- Short problem 1
According to the passage on the South Temple Lodge, in what decade was the cemetery shop built?
- Short problem 2
In the passage on the South Temple Lodge, replace "forecourt" with "front yard" and write out the part starting with "A quite different" and going on through "in sepulchural style.".
- Short problem 3
Write the next part of the passage on the South Temple Lodge, picking up after its final sentence.

- Page excerpt
A quite different approach was taken to extension of the South
Temple Lodge. As teh Victorian building line developed,
the approach to these became the main vista from the High
Street, which was itself important as a stretegic route into the
capital. The additional buildings therefore respected the form and
massing of the original Temple Lodge almost exactly. The last addition
to be built in this style was the cemetery shop, constructed on the
freehold forecourt with a small flower-bed alongside, in the 1930s and
let to the local stone mason as no 219 Stoke Newington High Street. It
is a building of some architectural interest, especially its notable
up-to-the minute and unusual use of a metal window design, and the
discrete mason shop lettering on its wall in sepulchural style.

- Data section
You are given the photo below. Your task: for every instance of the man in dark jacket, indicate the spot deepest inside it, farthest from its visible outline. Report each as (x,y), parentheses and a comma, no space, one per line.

- Exercise answer 1
The 1930s.

- Exercise answer 2
A quite different approach was taken to extension of the South
Temple Lodge. As teh Victorian building line developed,
the approach to these became the main vista from the High
Street, which was itself important as a stretegic route into the
capital. The additional buildings therefore respected the form and
massing of the original Temple Lodge almost exactly. The last addition
to be built in this style was the cemetery shop, constructed on the
freehold front yard with a small flower-bed alongside, in the 1930s and
let to the local stone mason as no 219 Stoke Newington High Street. It
is a building of some architectural interest, especially its notable
up-to-the minute and unusual use of a metal window design, and the
discrete mason shop lettering on its wall in sepulchural style.

- Exercise answer 3
Though interesting in such detail, the basic construction of this final
addition was kept very simple in terms of materials so as not to be a
pastiche of, or detract from, Hosking's 'Egyptian Revival'
Southern Temple Lodge

Abney Park's Important Collection of Monuments
While most of the memorials are in good shape given the natural
ravages of time and lack of maintenance, many are not. Some have fallen
through collapse of foundations, or the effect of falling trees. Others
have been eaten away by atmospheric pollution or have simply fallen
apart. The combination is by turns romantic and heart-rending all
adding to the visual impact of our cemetery.
The variety of memorial styles is matched by the variety of
materials, and geologists have found Abney Park a valuable source of
interest-in identifying the many types of natural rocks from limestones
through sandstones to marbles, slates and granites-and information-a
living text book on the effect of acid rain, which varies from
catastrophic to negligible.
Social science students can see the tragic impact of
perinatal and childhood deaths on the one hand, and the smug
self-satisfaction of the grander types on the other, equally displayed
in the inscriptions.
Public Monuments & Statues
From the Abney Park Chapel you can follow a fascinating 'walk'
to the Church Street entrance past some of the most interesting
memorials, chosen for their visual impact and for the importance
of the individuals commemorated.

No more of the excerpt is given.